▸ Kutipan Dokumen
★ ★ ★

Oleh Indra Tranggono
Presiden Barack Obama memuji ketangguhan bangsa Indonesia dalam menghadapi bencana, termasuk gempa besar di Sumatera Barat. Pasti itu bukan pujian basa-basi mengingat Obama relative paham soal karakter bangsa kita karena pernah hidup dijakarta.
Bangsa ini sudah cukup lama diguncang gempa, baik gempa denotative berskala richter maupun gempa konotatif: gempa politik, gempa social, dan gempa budaya. Gempa konotatif jauh lebih rutin dan panjang dari pada gempa denotative yang datang secara berkala, sesuai dengan hokum alam. Jika bangsa kita tidak tangguh, mana mungkin “tahan” diguncang gempa penjajahan Belanda selama 350 tahun dan Jepang selama 3,5 tahun.
Warisan penderitaan itu pula yang menjadikan bangsa kita membiarkan Orde Baru-Seoharto mampu menciptakan “gempa” selama 32 tahun. Dalam rentang waktu yang cukup menyesakkan itu, Orde Baru-Soeharto mampu membelokkan dinamika Sosial-Politik-Ekonomi negeri ini yang semula berciri kerakyatan, sipil, dan antimodal asing menjadi elitis, militeristis, dan promodal asing (Baskara T Wardaya, Kompas, 30/9).
Arus utama yang dibangun Orde Baru-Soeharto itu masih mendominasi hingga kini, dimana ekonomi kapitalistik neoliberal mengatur setiap tarikan nafas Kita. Akibatnya, bangsa kita semakin kehilangan kedaulatan dan Negara lebih berperan sebagai “panitia” pasar bebas.
Mereka yang prosistem ekonomi dan politik liberal mungkin menganggap kondisi sekarang ini merupakan pencapaian banga yang “gilang-gemilang”. Kalau toh kemiskinan dan kebodohan masih menganga, itu karena “kesalahan rakyat yang tidak pintar dan kaya”

★ ★ ★

▸ Data Disediakan
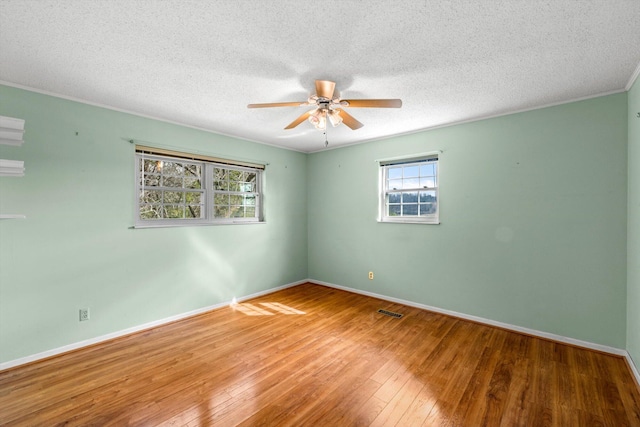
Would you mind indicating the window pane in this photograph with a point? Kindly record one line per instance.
(428, 182)
(173, 197)
(247, 187)
(410, 209)
(150, 212)
(395, 173)
(236, 200)
(410, 197)
(174, 211)
(411, 183)
(152, 166)
(221, 212)
(172, 181)
(427, 208)
(395, 184)
(194, 211)
(237, 212)
(411, 171)
(427, 196)
(192, 183)
(151, 196)
(171, 168)
(191, 170)
(220, 179)
(427, 170)
(193, 198)
(151, 180)
(395, 197)
(221, 199)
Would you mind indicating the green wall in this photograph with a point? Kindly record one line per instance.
(76, 248)
(633, 237)
(533, 212)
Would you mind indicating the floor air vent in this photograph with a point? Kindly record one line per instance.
(390, 313)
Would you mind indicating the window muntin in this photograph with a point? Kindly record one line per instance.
(177, 191)
(170, 189)
(235, 193)
(409, 190)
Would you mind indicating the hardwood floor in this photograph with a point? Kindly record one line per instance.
(316, 356)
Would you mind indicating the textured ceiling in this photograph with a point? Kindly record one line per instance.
(200, 63)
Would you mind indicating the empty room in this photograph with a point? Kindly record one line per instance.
(339, 213)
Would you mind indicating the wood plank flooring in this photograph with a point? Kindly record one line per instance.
(316, 356)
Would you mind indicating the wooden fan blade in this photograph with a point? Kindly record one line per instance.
(299, 120)
(277, 104)
(349, 120)
(325, 88)
(374, 103)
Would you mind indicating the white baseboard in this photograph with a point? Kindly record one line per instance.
(633, 367)
(134, 329)
(520, 329)
(128, 331)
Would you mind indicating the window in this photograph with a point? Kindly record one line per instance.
(409, 190)
(181, 189)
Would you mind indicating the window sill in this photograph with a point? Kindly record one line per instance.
(409, 221)
(136, 226)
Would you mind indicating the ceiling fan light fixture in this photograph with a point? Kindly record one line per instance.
(334, 118)
(318, 119)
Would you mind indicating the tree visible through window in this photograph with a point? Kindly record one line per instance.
(409, 190)
(174, 190)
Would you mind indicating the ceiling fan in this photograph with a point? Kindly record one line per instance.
(329, 107)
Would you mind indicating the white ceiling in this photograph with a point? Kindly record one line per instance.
(200, 62)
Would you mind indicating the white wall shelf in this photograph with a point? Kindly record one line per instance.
(11, 133)
(12, 216)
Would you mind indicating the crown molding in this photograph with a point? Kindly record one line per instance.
(633, 78)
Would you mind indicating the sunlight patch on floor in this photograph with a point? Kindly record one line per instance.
(270, 309)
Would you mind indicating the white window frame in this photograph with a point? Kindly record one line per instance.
(384, 191)
(208, 191)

★ ★ ★

▸ Tugas Diberikan 1
Kembalikan tanpa perubahan bagian kutipan dokumen mulai dari "Oleh Indra Tranggono" sampai dengan "pernah hidup dijakarta.".
▸ Tugas Diberikan 2
Terjemahkan kalimat dari kutipan dokumen ini ke dalam bahasa Inggris: “Arus utama yang dibangun Orde Baru-Soeharto itu masih mendominasi hingga kini, dimana ekonomi kapitalistik neoliberal mengatur setiap tarikan nafas Kita.”

▸ Hasil 1
Oleh Indra Tranggono
Presiden Barack Obama memuji ketangguhan bangsa Indonesia dalam menghadapi bencana, termasuk gempa besar di Sumatera Barat. Pasti itu bukan pujian basa-basi mengingat Obama relative paham soal karakter bangsa kita karena pernah hidup dijakarta.

▸ Hasil 2
The mainstream built by the Soeharto New Order still dominates today, with neoliberal capitalist economics governing our every breath.